Text provided
# # # # #

I used D3.js to generate a dendogram where the user will see the results of a clutering. However, to keep the display clean, I would like the parent nodes to be kept as simple as possible (no text, no circle).
This is how the data is currently displayed: http://i.imgur.com/Cz52Fhl.png
And this is an example of how I would like it to show (the orientation does not matter, what matters is that inner nodes have not text or circle): http://i.imgur.com/Oo2A0b7.png
The code...
// Compute the new tree layout.
var nodes = tree.nodes(root).reverse(),
links = tree.links(nodes);
// Normalize for fixed-depth.
nodes.forEach(function(d) { d.y = d.depth * 130; });
// Update the nodes…
var node = svg.selectAll("g.node")
.data(nodes, function(d) { return d.id || (d.id = ++i); });
// Enter any new nodes at the parent's previous position.
var nodeEnter = node.enter().append("g")
.attr("class", "node")
.attr("transform", function(d) { return "translate(" + source.y0 + "," + source.x0 + ")"; })
.on("click", click);
nodeEnter.append("circle")
.attr("r", 1e-6)
.style("fill", function(d) { return d._children ? "lightsteelblue" : "#fff"; });
nodeEnter.append("text")
.attr("x", function(d) { return d.children || d._children ? -10 : 10; })
.attr("dy", ".35em")
.attr("text-anchor", function(d) { return d.children || d._children ? "end" : "start"; })
.text(function(d) { return d.canonical; })
.style("fill-opacity", 1e-6);
Is it that you would like the ability to add a label next to the leaf nodes (the ones on the far right), with no label for any intermediary node?
If yes, there is is a live example at: http://bl.ocks.org/widged/5150104
Whether the node is of type inner or leaf is defined by this part of the code
.enter().append("svg:g")
.attr("class", function(n) {
if (n.children) {
return "inner node"
} else {
return "leaf node"
}
})
and later
var endnodes = vis.selectAll('g.leaf.node')
.append("svg:text")
... skipping attributes ...
.text(function(d) { return d.data.name; });

# # # # #

Given records
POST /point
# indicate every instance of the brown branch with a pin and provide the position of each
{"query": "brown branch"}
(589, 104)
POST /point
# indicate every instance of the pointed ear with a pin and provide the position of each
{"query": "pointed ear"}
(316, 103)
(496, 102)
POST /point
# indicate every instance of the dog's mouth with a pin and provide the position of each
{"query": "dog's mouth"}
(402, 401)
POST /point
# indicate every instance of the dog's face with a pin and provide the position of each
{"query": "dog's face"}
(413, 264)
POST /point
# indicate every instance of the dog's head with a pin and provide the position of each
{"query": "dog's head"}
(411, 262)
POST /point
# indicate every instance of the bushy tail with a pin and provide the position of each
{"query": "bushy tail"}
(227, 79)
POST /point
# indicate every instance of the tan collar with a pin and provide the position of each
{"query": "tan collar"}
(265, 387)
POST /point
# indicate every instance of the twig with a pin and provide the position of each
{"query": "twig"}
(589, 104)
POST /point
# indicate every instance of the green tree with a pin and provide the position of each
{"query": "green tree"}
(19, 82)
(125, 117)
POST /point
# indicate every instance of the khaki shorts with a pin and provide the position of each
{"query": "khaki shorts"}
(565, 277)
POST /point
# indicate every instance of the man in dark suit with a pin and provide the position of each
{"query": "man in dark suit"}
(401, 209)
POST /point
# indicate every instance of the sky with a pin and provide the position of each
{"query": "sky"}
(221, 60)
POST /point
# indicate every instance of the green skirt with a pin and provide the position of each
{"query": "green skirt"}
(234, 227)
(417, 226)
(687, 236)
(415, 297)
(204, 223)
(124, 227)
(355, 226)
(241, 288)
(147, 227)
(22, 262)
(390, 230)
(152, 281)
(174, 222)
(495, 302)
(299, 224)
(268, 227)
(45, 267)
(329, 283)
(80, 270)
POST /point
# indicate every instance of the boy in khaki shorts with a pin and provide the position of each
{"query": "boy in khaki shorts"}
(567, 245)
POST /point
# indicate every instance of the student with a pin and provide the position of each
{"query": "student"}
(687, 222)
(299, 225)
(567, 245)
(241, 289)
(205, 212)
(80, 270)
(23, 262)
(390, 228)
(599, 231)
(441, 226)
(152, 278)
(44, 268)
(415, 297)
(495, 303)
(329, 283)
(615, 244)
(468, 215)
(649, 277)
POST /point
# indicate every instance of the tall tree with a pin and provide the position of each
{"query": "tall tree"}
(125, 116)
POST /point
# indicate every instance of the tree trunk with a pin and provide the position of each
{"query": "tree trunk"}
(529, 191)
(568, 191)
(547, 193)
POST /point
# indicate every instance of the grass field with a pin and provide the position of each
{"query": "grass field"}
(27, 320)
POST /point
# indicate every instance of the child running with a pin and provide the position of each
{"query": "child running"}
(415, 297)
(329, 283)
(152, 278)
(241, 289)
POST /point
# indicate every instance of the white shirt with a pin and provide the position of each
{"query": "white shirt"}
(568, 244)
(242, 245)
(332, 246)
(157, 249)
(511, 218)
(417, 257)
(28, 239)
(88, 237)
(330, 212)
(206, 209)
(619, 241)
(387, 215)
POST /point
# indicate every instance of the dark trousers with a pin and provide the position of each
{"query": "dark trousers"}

# # # # #

Direction 1
In the dendrogram thread, what class does the code assign to a node that has no children?
Direction 2
Quote the dendrogram thread word for word from "I used D3.js" to "Normalize for fixed-depth.".

Finished answer 1
"leaf node"

Finished answer 2
I used D3.js to generate a dendogram where the user will see the results of a clutering. However, to keep the display clean, I would like the parent nodes to be kept as simple as possible (no text, no circle).
This is how the data is currently displayed: http://i.imgur.com/Cz52Fhl.png
And this is an example of how I would like it to show (the orientation does not matter, what matters is that inner nodes have not text or circle): http://i.imgur.com/Oo2A0b7.png
The code...
// Compute the new tree layout.
var nodes = tree.nodes(root).reverse(),
links = tree.links(nodes);
// Normalize for fixed-depth.